Stück über Kollaboration in Paris
Braune Werkhalle der Geschichte
von Eberhard Spreng
Der französische Regisseur Silvain Creuzevault untersucht politische Denkrichtungen in der europäischen Geschichte. Mit „Notre Terreur“ über die französische Revolution wurde er 2009 international bekannt. Nun zeigt er am l’Odéon-Théâtre de l’Europe „Edelweiss – France Fascisme“: Die französische Rechte der 1930-er und 1940-er Jahre.

*Bereitgestelltes Material*:
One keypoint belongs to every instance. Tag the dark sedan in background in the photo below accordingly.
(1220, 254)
--
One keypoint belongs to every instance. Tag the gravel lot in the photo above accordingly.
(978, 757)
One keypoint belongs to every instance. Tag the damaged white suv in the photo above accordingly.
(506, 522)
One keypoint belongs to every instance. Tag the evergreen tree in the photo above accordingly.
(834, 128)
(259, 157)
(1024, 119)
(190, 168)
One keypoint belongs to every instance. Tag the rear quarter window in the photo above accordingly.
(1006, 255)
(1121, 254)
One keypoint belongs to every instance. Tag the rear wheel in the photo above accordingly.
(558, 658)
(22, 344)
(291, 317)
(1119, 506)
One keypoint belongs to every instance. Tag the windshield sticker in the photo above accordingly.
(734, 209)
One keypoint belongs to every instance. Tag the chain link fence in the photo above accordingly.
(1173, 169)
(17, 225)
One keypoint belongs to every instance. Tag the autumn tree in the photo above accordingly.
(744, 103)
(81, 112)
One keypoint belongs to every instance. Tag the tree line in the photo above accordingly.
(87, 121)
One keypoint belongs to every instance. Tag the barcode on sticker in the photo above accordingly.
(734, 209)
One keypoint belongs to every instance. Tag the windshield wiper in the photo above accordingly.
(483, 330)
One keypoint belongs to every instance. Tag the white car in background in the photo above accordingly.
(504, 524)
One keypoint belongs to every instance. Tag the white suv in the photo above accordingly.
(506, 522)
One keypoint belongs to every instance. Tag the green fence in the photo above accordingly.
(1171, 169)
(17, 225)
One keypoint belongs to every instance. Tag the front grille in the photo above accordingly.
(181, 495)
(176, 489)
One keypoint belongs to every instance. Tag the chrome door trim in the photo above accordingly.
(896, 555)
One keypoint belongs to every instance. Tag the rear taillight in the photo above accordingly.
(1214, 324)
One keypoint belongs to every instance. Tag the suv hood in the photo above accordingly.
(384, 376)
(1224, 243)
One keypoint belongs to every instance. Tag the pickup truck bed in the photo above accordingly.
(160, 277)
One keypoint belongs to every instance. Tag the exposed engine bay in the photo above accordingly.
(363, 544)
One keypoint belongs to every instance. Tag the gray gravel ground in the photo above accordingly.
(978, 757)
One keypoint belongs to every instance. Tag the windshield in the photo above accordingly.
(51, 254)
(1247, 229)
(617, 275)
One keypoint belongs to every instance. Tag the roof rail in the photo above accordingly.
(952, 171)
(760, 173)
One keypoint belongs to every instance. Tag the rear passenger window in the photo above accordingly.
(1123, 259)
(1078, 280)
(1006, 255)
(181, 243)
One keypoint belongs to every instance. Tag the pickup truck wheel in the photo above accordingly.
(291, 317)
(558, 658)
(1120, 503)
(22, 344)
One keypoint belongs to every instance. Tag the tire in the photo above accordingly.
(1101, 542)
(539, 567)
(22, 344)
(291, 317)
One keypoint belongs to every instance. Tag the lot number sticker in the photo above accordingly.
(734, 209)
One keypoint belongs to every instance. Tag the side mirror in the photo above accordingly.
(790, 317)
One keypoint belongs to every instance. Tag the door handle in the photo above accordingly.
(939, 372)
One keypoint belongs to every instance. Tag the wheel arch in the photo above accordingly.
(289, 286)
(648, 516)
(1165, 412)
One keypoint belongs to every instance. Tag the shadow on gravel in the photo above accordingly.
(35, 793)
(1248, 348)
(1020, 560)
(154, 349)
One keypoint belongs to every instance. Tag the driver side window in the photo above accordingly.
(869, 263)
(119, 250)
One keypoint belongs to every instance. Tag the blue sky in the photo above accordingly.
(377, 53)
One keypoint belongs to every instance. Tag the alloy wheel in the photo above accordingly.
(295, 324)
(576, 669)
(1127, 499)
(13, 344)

*Aufgaben*:
1/ Erkläre mit ein bis drei Sätzen, wodurch Silvain Creuzevault laut dem Textauszug international bekannt wurde.
2/ An welchem Theater zeigt Creuzevault laut dem Textauszug „Edelweiss – France Fascisme“?
Die Einträge stehen in keinem Zusammenhang mit dem Textauszug.

*Lösungen je Aufgabe*:
1/ Silvain Creuzevault wurde 2009 mit „Notre Terreur“ international bekannt. Das Stück handelt von der Französischen Revolution.

2/ Am l’Odéon-Théâtre de l’Europe.